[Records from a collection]
══════

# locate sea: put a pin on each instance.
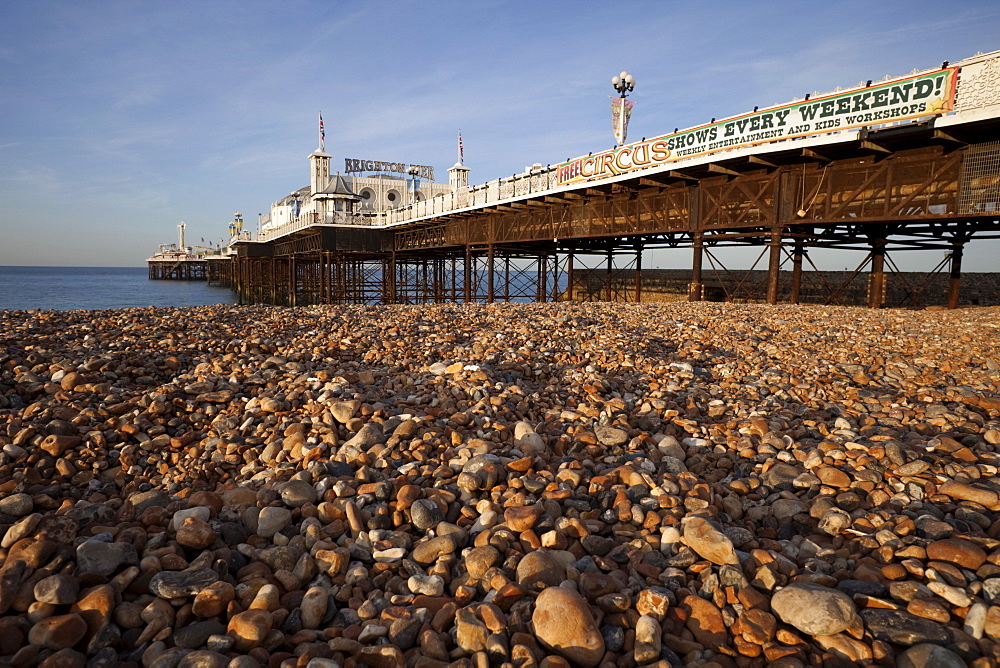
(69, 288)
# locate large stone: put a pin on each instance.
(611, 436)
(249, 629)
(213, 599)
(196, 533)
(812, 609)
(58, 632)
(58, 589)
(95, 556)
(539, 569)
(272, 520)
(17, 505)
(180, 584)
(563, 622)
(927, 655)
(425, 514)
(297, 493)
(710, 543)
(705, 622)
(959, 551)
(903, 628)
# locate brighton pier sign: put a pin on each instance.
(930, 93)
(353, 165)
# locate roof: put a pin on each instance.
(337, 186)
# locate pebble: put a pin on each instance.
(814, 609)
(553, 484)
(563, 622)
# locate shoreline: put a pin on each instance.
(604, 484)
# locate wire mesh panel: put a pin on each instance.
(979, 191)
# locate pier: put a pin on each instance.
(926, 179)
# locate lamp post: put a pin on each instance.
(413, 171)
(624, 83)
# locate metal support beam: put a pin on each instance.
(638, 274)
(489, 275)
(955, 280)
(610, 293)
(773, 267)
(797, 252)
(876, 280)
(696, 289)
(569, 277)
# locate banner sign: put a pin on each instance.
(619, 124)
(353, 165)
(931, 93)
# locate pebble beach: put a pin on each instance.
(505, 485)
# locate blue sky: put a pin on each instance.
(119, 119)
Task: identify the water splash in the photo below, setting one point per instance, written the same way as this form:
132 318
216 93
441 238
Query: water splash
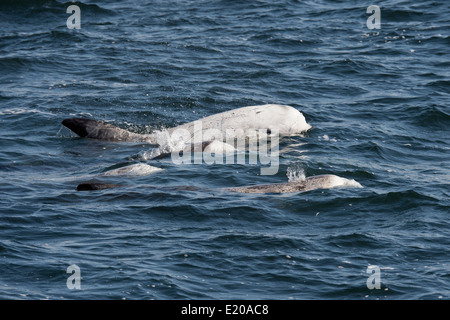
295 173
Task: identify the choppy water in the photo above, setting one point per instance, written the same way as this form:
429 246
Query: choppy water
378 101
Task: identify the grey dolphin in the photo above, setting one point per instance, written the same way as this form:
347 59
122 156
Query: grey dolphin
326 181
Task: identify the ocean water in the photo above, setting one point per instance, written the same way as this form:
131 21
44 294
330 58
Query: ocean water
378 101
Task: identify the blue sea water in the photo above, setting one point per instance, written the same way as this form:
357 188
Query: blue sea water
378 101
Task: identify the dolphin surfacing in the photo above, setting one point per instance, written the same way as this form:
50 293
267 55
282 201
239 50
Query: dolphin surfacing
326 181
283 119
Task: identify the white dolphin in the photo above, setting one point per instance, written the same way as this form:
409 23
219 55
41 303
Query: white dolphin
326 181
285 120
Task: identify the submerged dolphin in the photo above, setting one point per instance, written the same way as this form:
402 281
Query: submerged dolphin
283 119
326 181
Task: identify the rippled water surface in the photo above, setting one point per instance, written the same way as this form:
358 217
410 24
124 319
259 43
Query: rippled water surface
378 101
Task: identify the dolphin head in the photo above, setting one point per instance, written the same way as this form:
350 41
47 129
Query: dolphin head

══════

PROBLEM DETAILS = Restate each entry word for word; pictures stay out of the copy.

TASK RESPONSE =
# locate sea: put a pin on each instance.
(69, 288)
# locate large stone: put a pin on each instance.
(611, 436)
(249, 629)
(213, 599)
(196, 533)
(812, 609)
(58, 632)
(58, 589)
(95, 556)
(539, 569)
(272, 520)
(17, 505)
(180, 584)
(563, 622)
(927, 655)
(425, 514)
(297, 493)
(710, 543)
(705, 622)
(959, 551)
(903, 628)
# locate brighton pier sign: put a pin on each instance.
(930, 93)
(353, 165)
# locate roof: put a pin on each instance.
(337, 186)
# locate pebble: put a pin on each instance.
(814, 609)
(553, 484)
(563, 622)
# locate shoreline: put a pin on each instance.
(604, 484)
# locate wire mesh panel: put a pin on each instance.
(979, 191)
# locate pier: put a pin on each instance.
(926, 179)
# locate lamp post: put a pin on each instance.
(413, 171)
(624, 83)
# locate metal support beam: put a pin on each instance.
(638, 274)
(489, 275)
(955, 280)
(610, 293)
(773, 267)
(797, 252)
(876, 280)
(696, 289)
(569, 277)
# locate banner sign: put a pin on each instance.
(619, 124)
(353, 165)
(931, 93)
# locate pebble beach: put a pin on each instance.
(505, 485)
# locate blue sky: put a pin on each instance.
(119, 119)
Task: identify the water splash in the photo below, setting one point per instance, written the same way as this form:
132 318
216 93
441 238
Query: water splash
295 173
Task: identify the choppy water in the photo above, setting one point per instance, written the same way as this form:
429 246
Query: choppy water
378 101
Task: identify the grey dolphin in the photo above, setting one point per instance, written the same way as this form:
347 59
122 156
Query: grey dolphin
326 181
Task: identify the ocean water in the photo above, setting one point per instance, written the same way as this form:
131 21
44 294
330 58
Query: ocean water
378 101
Task: identify the blue sea water in the photo above, setting one point per instance, written the same way as this form:
357 188
Query: blue sea water
378 101
Task: identify the dolphin surfacing in the photo above, setting one point per instance, written the same way as this form:
50 293
267 55
282 201
239 50
Query: dolphin surfacing
326 181
283 119
Task: identify the white dolphin in the photo above, setting one point per instance, written the same way as this form:
409 23
219 55
41 303
Query: white dolphin
326 181
285 120
Task: identify the submerged dolphin in the photo above, setting one point per instance, written the same way as this form:
402 281
Query: submerged dolphin
283 119
326 181
Task: identify the rippled water surface in the photo above, setting one point per instance, written the same way as this form:
358 217
410 24
124 319
259 43
Query: rippled water surface
378 101
Task: identify the dolphin head in the photo above, setting one point per instance, written the same way as this form:
350 41
47 129
Query: dolphin head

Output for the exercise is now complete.